About this exercise →
Check every line of the data and copy the ones where "yellow" appears.

Region pointing data
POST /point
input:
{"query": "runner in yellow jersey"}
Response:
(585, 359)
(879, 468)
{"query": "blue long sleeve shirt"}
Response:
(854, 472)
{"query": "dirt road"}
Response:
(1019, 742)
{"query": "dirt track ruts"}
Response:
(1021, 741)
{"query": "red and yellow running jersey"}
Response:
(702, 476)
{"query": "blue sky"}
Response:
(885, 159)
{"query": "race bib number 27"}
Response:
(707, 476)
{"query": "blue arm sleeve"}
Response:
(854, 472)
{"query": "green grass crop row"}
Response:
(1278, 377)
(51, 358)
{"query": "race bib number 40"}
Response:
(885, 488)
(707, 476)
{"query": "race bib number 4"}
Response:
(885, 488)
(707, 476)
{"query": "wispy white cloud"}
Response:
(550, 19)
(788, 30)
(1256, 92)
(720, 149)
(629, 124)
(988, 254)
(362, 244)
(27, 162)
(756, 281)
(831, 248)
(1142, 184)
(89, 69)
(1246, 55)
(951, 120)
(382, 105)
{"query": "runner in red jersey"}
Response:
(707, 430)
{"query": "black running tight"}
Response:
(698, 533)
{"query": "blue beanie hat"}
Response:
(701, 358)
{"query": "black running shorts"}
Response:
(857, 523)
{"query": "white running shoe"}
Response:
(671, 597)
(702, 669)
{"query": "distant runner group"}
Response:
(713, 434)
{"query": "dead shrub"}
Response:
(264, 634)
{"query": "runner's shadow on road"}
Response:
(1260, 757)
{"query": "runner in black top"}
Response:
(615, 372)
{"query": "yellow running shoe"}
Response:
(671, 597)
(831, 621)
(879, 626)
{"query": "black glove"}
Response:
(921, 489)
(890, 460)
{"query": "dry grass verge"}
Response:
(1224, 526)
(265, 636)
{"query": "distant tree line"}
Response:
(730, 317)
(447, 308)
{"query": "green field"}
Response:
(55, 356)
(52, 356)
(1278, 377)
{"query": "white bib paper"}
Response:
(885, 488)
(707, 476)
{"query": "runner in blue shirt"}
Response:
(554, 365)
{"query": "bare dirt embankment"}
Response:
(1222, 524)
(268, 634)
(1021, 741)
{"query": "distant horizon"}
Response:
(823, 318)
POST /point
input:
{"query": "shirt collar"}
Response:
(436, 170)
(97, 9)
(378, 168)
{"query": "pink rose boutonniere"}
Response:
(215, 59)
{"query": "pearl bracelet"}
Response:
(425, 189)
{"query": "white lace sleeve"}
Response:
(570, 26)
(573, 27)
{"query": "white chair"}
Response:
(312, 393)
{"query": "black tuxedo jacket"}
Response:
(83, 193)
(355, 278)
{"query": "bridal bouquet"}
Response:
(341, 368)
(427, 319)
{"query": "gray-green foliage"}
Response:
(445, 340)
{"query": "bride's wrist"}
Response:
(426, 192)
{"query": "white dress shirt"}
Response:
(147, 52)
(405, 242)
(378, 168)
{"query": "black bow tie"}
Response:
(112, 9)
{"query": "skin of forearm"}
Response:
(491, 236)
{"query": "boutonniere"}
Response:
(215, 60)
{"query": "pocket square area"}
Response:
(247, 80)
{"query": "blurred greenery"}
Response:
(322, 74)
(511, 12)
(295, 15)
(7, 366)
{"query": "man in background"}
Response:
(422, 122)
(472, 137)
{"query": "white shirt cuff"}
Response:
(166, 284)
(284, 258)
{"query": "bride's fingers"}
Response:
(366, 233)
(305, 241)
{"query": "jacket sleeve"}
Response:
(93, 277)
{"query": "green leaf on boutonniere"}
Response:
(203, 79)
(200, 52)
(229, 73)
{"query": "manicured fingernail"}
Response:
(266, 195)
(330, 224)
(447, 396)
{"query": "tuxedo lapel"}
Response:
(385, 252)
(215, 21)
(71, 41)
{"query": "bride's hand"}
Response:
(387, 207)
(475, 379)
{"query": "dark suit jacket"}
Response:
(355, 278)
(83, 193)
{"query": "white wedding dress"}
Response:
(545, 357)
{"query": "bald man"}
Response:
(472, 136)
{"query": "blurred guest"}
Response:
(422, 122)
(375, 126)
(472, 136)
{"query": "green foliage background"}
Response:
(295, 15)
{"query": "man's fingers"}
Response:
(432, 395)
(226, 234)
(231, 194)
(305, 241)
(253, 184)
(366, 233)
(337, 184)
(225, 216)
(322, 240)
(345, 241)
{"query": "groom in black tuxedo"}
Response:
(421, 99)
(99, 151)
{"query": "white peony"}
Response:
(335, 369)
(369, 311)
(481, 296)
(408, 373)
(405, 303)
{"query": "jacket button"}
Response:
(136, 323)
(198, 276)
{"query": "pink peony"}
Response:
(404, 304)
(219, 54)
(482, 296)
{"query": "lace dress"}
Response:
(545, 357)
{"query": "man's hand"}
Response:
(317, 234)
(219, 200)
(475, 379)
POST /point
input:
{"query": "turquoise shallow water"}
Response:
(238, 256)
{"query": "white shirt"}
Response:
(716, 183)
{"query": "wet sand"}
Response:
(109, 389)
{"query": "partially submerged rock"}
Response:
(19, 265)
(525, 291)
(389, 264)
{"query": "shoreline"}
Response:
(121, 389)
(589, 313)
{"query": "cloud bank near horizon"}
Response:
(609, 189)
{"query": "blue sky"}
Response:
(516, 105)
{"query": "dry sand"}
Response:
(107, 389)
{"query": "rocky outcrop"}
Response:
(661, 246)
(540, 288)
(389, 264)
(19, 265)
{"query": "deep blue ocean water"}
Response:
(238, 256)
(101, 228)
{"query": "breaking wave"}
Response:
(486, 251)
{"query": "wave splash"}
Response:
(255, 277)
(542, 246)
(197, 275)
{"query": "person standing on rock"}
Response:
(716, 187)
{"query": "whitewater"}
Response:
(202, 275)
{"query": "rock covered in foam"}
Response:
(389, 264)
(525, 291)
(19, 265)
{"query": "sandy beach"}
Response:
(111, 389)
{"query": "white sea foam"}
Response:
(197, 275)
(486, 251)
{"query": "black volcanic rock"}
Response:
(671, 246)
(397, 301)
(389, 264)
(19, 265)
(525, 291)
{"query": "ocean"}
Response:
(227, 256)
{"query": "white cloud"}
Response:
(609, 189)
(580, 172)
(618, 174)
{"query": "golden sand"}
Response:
* * *
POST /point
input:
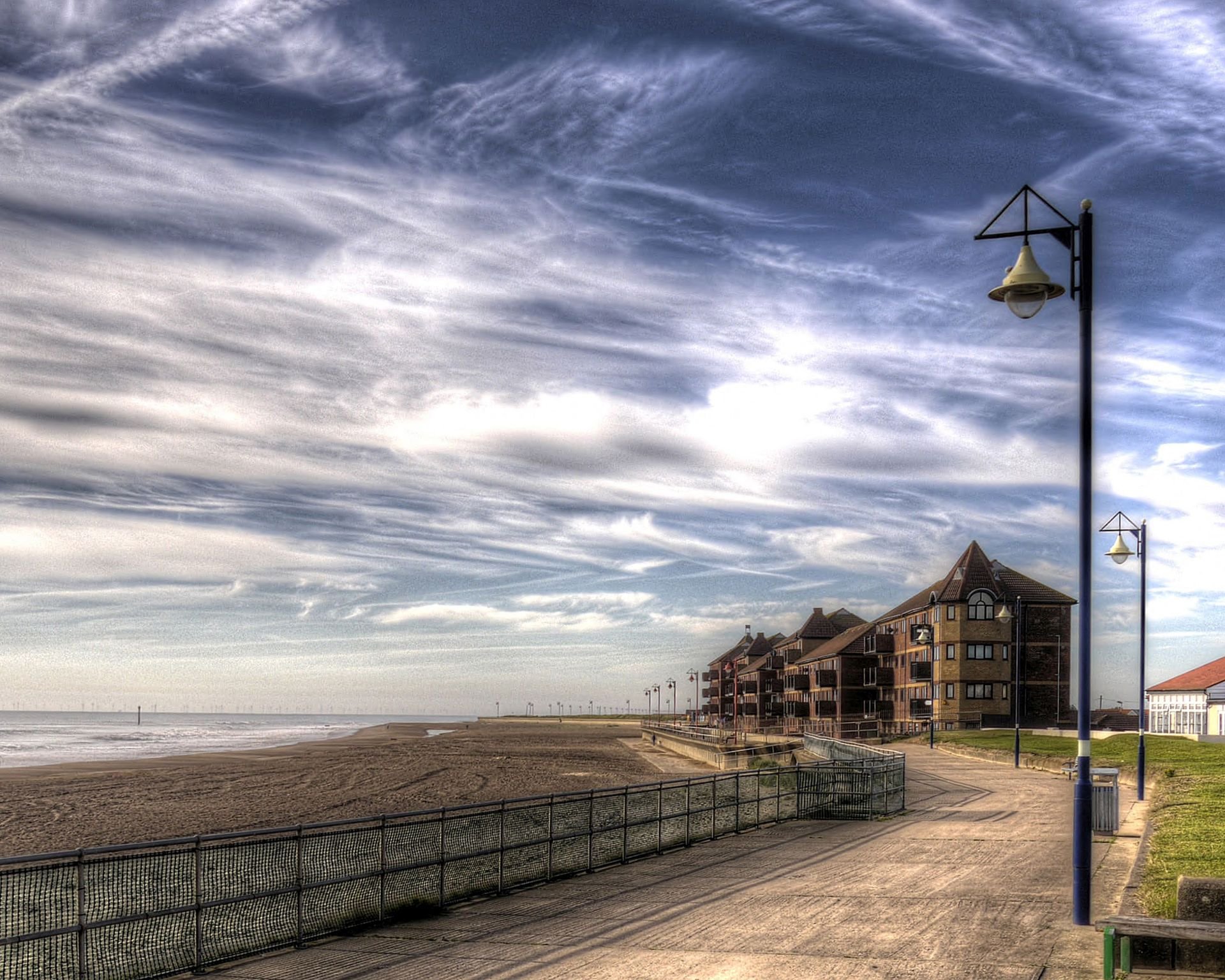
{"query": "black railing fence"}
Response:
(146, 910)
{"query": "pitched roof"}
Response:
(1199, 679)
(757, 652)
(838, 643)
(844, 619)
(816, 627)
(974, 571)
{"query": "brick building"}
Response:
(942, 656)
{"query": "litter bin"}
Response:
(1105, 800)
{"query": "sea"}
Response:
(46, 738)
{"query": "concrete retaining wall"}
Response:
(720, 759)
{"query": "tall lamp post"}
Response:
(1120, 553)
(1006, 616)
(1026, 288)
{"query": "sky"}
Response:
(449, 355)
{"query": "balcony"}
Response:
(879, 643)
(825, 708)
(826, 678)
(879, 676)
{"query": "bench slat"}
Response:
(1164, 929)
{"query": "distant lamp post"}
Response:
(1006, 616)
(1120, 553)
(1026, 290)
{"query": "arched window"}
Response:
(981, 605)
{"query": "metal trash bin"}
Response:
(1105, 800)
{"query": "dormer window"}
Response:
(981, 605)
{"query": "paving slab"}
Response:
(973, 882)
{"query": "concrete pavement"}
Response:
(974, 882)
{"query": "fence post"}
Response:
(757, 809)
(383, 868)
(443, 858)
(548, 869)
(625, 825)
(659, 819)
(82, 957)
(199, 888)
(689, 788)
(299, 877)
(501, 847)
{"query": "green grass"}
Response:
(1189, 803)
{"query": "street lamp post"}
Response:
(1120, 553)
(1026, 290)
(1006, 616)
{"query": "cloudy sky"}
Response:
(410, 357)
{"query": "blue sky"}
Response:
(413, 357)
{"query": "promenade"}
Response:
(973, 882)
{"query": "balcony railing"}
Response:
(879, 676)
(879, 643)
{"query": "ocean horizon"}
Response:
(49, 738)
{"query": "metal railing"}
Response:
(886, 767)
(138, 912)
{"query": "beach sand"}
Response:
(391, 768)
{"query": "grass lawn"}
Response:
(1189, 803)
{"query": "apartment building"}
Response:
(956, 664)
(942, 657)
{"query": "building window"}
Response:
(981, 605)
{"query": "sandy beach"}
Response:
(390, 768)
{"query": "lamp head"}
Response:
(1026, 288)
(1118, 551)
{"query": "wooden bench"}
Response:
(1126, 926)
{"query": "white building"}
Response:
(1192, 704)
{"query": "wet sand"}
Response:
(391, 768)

Reply →
{"query": "runner in yellow jersey"}
{"query": "red and yellow running jersey"}
{"query": "yellow running shoe"}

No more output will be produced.